Provided text:
-- BEGIN --

Set in 1994, 1978, and 1666, respectively, Leigh Janek’s Fear Street trilogy is, in many ways, a perfect encapsulation of the streaming era. The films’ period settings are little more than justifications for needle drops, while the costuming and set design are so broad in their presentation that the characters feel like modern teens dressed up in historical drag. For the first two films in particular, the reference points are closer to Stranger Things, Bridgerton, and American Horror Story than to the slasher films of the mid ’90s or late ’70s, and the same can be said of the series’ newest incarnation, the 1988-set Fear Street: Prom Queen.
Also based on R.L. Stine’s long-running book series, Prom Queen continues the earlier films’ offbeat, often awkward melding of YA drama and R-rated gore, here set to the tunes of Bananarama, Billy Idol, Tiffany, and Duran Duran, among others. The Shadyside-versus-Sunnydale town rivalry that’s so central to the previous installments is mostly sidelined in Prom Queen, as the focus here is mostly on the Shadyside High School battle for the titular title between a quartet of mean girls, led by the vain and pompous Tiffany (Fina Strazza), and a quiet outsider, Lori (India Fowler), who’s looking for redemption among her peers.

-- END --

Requirement A: List the musical acts whose songs, according to the review of Fear Street: Prom Queen, accompany the film.
Requirement B: Carry on the review of Fear Street: Prom Queen from the point at which it stops.

Data extract:
-- BEGIN --

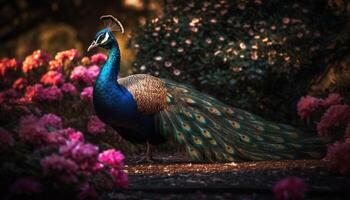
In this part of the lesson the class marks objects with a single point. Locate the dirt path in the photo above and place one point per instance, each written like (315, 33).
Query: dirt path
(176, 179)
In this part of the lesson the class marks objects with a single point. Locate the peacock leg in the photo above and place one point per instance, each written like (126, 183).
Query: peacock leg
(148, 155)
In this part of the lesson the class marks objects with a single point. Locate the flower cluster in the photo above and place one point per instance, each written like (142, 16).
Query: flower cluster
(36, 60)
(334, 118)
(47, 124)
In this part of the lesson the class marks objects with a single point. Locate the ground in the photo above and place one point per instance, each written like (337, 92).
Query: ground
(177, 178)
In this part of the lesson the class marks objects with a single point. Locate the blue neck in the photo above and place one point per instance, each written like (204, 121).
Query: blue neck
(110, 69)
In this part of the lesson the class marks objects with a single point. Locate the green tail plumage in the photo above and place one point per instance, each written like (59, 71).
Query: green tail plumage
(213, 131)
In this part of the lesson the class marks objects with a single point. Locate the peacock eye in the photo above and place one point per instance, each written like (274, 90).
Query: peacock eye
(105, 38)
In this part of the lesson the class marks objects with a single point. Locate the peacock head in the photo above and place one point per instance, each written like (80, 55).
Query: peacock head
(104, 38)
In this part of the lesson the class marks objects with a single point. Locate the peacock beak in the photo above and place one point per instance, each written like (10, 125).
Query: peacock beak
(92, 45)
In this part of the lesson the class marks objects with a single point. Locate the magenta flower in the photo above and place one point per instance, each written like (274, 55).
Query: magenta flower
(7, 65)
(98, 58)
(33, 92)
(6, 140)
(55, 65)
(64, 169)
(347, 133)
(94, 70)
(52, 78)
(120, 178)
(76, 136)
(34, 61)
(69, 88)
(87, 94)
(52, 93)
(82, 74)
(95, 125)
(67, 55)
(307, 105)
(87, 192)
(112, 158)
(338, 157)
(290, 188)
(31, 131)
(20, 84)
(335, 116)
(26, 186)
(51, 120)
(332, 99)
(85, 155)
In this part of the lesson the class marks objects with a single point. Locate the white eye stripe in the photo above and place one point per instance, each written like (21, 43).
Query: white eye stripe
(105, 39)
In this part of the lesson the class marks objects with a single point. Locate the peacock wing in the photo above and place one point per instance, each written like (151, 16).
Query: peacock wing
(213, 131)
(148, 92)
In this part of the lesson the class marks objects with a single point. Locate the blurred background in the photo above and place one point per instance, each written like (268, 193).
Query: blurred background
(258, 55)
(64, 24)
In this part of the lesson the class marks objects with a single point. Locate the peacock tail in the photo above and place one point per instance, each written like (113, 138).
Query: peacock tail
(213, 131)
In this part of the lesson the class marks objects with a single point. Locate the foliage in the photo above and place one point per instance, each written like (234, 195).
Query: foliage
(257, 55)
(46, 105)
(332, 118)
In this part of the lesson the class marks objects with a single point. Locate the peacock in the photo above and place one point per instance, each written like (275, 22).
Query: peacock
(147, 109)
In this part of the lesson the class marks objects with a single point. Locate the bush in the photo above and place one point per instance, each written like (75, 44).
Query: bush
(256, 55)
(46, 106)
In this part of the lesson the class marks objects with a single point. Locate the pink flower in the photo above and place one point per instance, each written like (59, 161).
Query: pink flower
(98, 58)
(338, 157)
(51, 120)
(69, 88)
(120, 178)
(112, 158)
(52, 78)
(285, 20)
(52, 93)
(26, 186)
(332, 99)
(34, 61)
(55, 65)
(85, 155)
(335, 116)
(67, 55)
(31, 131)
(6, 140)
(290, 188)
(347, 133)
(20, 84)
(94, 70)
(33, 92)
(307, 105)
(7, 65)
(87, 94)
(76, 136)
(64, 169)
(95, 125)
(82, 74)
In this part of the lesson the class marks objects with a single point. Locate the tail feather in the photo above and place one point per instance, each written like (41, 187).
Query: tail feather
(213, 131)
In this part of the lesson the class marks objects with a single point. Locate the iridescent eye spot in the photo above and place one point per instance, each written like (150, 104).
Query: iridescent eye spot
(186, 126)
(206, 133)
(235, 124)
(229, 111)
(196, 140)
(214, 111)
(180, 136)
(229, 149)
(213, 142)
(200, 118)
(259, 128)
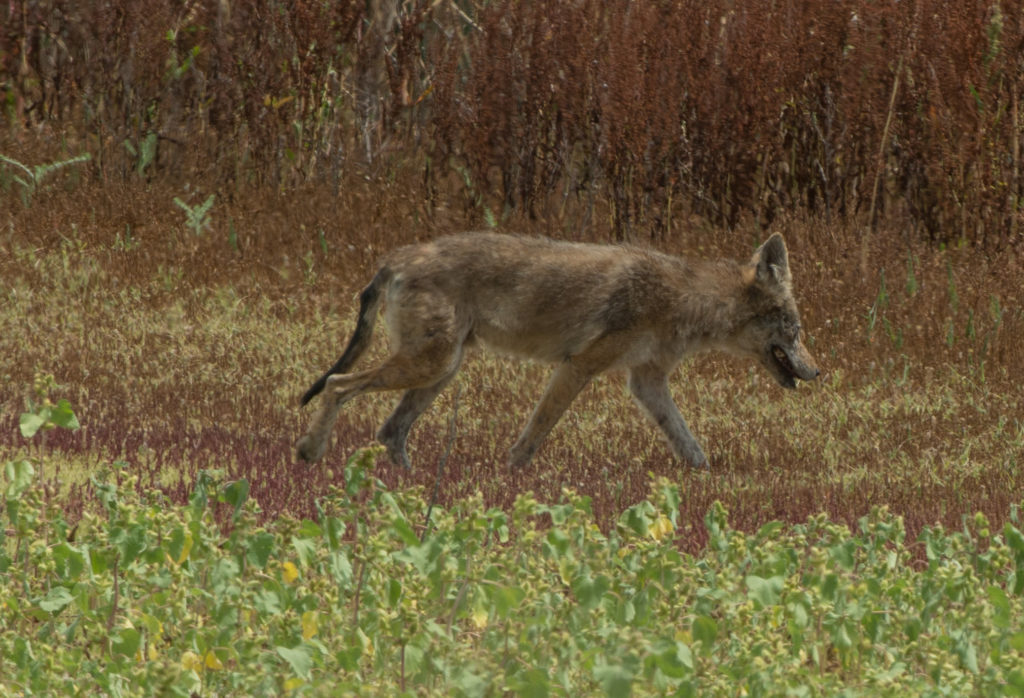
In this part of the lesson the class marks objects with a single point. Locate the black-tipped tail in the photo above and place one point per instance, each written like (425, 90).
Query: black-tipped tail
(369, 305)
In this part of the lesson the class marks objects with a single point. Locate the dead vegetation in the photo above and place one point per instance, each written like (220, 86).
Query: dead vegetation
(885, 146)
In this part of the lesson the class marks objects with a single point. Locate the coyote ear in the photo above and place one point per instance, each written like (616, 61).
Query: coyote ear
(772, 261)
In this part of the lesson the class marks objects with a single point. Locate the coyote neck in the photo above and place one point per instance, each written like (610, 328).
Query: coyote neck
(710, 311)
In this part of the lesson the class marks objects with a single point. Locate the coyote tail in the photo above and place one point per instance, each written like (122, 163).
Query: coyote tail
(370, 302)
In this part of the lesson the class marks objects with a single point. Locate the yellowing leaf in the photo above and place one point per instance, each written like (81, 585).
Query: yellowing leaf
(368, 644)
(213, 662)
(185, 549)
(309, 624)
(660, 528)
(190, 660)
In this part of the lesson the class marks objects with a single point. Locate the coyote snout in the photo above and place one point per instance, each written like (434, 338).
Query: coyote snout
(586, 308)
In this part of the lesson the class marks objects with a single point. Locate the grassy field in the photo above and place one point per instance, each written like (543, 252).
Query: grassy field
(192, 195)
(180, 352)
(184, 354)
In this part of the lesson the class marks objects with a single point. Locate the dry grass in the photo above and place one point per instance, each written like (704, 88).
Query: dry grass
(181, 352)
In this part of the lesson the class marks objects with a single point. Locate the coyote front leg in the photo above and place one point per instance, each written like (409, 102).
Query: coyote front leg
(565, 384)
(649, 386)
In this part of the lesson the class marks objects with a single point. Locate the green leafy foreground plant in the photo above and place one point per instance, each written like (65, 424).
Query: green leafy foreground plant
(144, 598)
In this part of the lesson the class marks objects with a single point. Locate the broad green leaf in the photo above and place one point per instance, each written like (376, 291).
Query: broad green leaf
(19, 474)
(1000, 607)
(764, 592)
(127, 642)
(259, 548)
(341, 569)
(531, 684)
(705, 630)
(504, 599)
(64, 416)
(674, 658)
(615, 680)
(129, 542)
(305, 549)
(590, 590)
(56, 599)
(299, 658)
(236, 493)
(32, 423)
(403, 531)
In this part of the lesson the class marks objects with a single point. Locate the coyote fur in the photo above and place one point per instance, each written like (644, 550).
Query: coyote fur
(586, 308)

-- END --

Task answer A:
Bananarama
Billy Idol
Tiffany
Duran Duran

Task answer B:
As a standalone film, Prom Queen is less bogged down by mythology and supernatural lore than the films in Janek’s trilogy. But in their place is a regurgitation of the most hackneyed conventions of slasher films and high school dramedies. The prologue introduces us to the major players, including Tiffany and her toady, Melissa (Ella Rubin), as well as rebel Christy (Ariana Greenblatt) and Lori’s nerdy, horror-loving bestie, Megan (Susanna Son). Some of them will survive the night in which a masked killer takes out the prom queen contestants one by one, but none can escape their woefully familiar, one-note characterizations.
In this sense, Matt Palmer’s film is very much like the most rote slasher films of the ’80s, with its threadbare narrative mostly functioning to line up fresh teen meat for slaughter. Had the film taken on a tone of archness or campiness, it could have at least had fun with its simple-minded premise, but only Katherine Waterston, as Tiffany’s uptight, rage-filled mom, understands that going ludicrously over-the-top is the only way to breathe some life into such tired material.
Throughout, the film’s kills are suitably gory, but they’re so blatantly helped along by CGI that they lack the tactility needed to give them any sort of bone-chilling effect. But even less hollow are the stabs at emotional and thematic resonance. Lori’s tragic past is repeatedly mentioned but never revealed in detail—at least not until the cheap third-act rug-pull. And the depiction of the ever-intensifying interpersonal drama between Tiffany, her friends, and her boyfriend, Tyler (David Iacono), is as telegraphed and predictable as it is rushed through.
A generous reading of Prom Queen is that the absurd, whiplash-inducing changes in character behavior that we witness across one fateful night are to be expected from an ode to the ’80s slasher. If so, that’s no excuse for the film to be so dispiriting in execution.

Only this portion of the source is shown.